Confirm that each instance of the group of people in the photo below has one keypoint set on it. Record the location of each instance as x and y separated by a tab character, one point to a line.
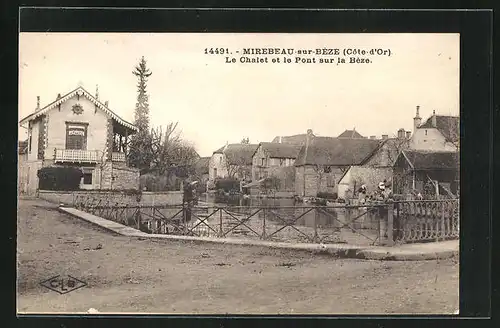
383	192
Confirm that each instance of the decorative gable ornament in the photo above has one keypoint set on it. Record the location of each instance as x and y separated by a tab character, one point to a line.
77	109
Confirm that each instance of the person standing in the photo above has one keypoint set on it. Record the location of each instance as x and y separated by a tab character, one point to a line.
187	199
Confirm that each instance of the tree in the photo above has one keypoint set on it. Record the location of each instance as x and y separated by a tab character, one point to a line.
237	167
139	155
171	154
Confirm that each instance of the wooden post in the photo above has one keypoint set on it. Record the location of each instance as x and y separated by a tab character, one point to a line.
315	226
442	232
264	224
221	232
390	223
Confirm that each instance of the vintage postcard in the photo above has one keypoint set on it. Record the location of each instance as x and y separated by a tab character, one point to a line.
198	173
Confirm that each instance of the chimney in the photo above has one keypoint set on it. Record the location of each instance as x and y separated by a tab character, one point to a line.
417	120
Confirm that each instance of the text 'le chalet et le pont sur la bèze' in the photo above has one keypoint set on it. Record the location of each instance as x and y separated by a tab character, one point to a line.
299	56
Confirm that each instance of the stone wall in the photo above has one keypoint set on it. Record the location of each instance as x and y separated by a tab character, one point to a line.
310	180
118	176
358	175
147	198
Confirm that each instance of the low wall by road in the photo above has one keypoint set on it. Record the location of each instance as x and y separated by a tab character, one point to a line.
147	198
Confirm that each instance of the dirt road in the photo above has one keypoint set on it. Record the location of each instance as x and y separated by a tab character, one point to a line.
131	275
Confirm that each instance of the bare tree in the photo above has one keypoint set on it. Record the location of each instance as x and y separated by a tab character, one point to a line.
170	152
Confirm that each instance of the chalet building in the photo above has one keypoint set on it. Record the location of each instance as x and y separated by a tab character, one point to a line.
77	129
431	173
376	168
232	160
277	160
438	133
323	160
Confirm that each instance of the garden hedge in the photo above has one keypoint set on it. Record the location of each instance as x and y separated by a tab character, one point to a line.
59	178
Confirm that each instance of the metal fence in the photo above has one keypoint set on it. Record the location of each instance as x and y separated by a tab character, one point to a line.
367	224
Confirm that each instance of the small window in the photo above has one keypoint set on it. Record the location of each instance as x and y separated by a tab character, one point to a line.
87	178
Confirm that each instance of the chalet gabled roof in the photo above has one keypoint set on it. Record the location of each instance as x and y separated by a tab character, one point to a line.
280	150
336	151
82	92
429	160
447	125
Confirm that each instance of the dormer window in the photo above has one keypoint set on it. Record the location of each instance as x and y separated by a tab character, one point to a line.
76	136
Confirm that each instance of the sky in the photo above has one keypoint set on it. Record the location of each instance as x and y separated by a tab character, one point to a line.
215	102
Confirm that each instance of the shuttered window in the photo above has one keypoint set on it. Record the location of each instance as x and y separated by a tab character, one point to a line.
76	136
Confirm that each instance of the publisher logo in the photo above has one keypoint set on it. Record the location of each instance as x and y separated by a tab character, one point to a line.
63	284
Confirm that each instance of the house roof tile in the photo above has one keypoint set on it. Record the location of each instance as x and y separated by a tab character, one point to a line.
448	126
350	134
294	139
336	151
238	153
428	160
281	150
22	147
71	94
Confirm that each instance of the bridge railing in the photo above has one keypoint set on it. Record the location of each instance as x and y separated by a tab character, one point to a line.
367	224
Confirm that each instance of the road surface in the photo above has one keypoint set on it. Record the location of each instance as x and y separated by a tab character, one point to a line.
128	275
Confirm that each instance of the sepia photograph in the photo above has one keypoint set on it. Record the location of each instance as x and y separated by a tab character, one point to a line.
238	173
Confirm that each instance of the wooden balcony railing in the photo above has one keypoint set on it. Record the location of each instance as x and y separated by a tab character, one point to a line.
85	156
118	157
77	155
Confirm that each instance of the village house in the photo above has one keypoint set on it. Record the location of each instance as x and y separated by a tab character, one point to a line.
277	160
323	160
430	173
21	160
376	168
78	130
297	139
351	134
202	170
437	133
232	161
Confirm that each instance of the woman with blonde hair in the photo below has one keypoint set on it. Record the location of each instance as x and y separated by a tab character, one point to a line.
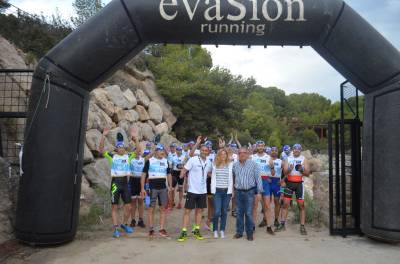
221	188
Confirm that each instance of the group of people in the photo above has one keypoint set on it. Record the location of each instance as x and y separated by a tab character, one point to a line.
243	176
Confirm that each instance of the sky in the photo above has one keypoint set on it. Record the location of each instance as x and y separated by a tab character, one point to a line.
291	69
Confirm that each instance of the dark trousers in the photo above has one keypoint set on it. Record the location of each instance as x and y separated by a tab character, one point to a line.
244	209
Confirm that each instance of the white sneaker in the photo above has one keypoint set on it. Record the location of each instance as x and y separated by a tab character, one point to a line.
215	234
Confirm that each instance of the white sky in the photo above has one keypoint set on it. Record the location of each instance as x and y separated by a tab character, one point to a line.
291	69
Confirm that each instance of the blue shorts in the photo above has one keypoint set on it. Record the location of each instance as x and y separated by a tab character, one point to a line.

◆ ◆ ◆ ◆

— Task requirements —
Repeat the material verbatim. Do not carry over any picture.

— Expected answer —
Confirm that each instance of the group of people in the photo below has one keypoint set on it. Record the location of each instance as x and y separated by a tab character, one point to a line.
383	192
Confirm that each instance of the decorative gable ornament in the photo above has one keypoint set on it. Record the location of each instance as x and y separated by a tab character, one point to a line.
77	109
Confirm that each instance of the person standing in the photo above has one keypoint set on it. Record the location of each instance as x and y separated by a tab character, one point to a line.
187	199
Confirm that each instance of the tree in the photo above has one keypoint set on it. Record the location of each instance as x and y separated by a tab character, one point to a line.
237	167
139	155
171	154
Confirm that each instance of the wooden post in the photo above has one keypoint set on it. Record the location of each instance as x and y separated by a tab character, one point to a line.
315	226
442	232
264	224
221	232
390	223
Confirm that each instance of the vintage postcard in the photo above has one keypoint set on it. Record the location of each instance as x and y separated by a tab character, one point to a line.
198	173
Confirm that each instance of the chimney in the photo above has one keypoint set on it. Record the location of each instance as x and y separated by a tab character, one point to a line.
417	120
Confirm that each instance of the text 'le chalet et le pont sur la bèze' in the photo above has one keypoint set on it. Record the location of each instance as x and y separated by a tab character, one point to a line.
299	56
Confirm that each instance of the stone wall in the photo above has one keypoint set on it. Record the location of each instance as x and y separated by a tab character, one point to a line.
310	180
118	176
358	175
147	198
Confirm that each instance of the low wall by road in the photo above has one keypoint set on it. Record the location of each instance as x and y separated by a tab character, one point to a line.
147	198
Confirm that each instance of the dirt road in the photo above has one keypoint set on it. Record the location of each instance as x and y separated by a tab character, one point to a line.
131	275
Confirm that each instance of the bare tree in the photo above has one keypoint set on it. Record the location of each instance as x and y separated by a tab character, one point to a line.
170	152
Confirm that each instance of the chalet building in the photo above has one keypoint set on it. Record the location of each instance as x and y separated by a tab character, one point to a line.
77	129
431	173
376	168
232	160
277	160
438	133
323	160
Confirm that each instance of the garden hedge in the photo above has one keypoint set on it. Record the location of each instance as x and y separated by a tab character, one point to a line.
59	178
Confirm that each instance of the metal fence in the photo above has one keypoint set on it. Record the location of each instance as x and y separated by a tab character, one point to a line.
367	224
Confirm that each instance of the small window in the photo above has one keypoint set on it. Record the location of each instance as x and y separated by a tab character, one point to a line.
87	178
Confirm that each instance of the chalet gabled roof in the photo above has one keypoint set on it. Record the location of each instance as x and y separated by a tab character, one point to a line.
280	150
336	151
82	92
429	160
447	125
Confirm that each instance of the dormer window in the photo above has one keypoint set on it. Record the location of each instance as x and y separated by a tab character, one point to a line.
76	136
Confirm that each instance of the sky in the photo above has one keypoint set on it. Record the location of each instance as x and y separated by a tab character, one point to a line.
215	102
Confirm that each instance of the shuttered window in the photo above has one keypoint set on it. Record the location of each instance as x and y separated by a tab character, one point to a line.
76	136
Confirm that each instance of the publisher logo in the photo above has one keypoint set on it. Record the location of each instance as x and y separated by a tab character, one point to a line.
63	284
Confirm that each instance of the house roof tile in the photo above has one keypoint set on it. Record the location of each instance as x and y separated by a tab character, one point to a line.
448	126
350	134
294	139
336	151
238	153
428	160
281	150
22	147
71	94
Confirm that each instance of the bridge railing in the photo above has one keypoint set on it. Record the location of each instance as x and y separated by a tab character, one point to a line.
367	224
Confirm that each instance of the road surface in the photo above has one keypoint set on it. Record the location of each instance as x and y separated by a tab character, one point to a line.
128	275
Confirm that each instance of the sepia photograph in the photo above has one keypoint set on it. Record the location of each instance as x and y separated by a tab character, one point to a line.
238	173
Confirm that each instance of the wooden balcony railing in the photo above has one keypoint set on it. Record the location of each instance as x and y separated by a tab character, one point to a line.
85	156
118	157
77	155
Confirm that each instance of the village house in the photo above has one keypoint set on it. Record the location of each instance as x and y separated by a tab character, one point to a line.
277	160
323	160
430	173
21	160
376	168
78	130
297	139
351	134
202	170
437	133
232	161
Confirm that each instance of the woman with blonde hair in the photo below has one keypoint set on it. Record the location of each instance as x and y separated by a tab character, one point to a line.
221	188
Confirm that each instance of the group of people in the photo above has one keypoint set on it. Record the location of each instance as x and y separated by a tab character, one point to a line.
243	176
Confirm that each instance of the sky in the photo above has one keypoint set on it. Record the location of each instance as x and y separated by a tab character, one point to a line.
291	69
Confirm that each instance of the dark trousers in the photo above has one keypoint set on it. Record the location of each instance as x and y separated by a tab character, one point to a line.
244	209
Confirm that each instance of the white sneaker in the photo above has one keypoint set on it. Record the location of each instance as x and y separated by a tab character, one point to a line.
215	234
Confirm that each instance of the white sky in the photo above has one keypoint set on it. Record the location of each instance as x and y separated by a tab character, one point to a line.
291	69
Confirm that each instance of the blue shorts in the photo above has one keypoint set on it. Record the location of each instance as x and y separated by a tab character, one point to a line.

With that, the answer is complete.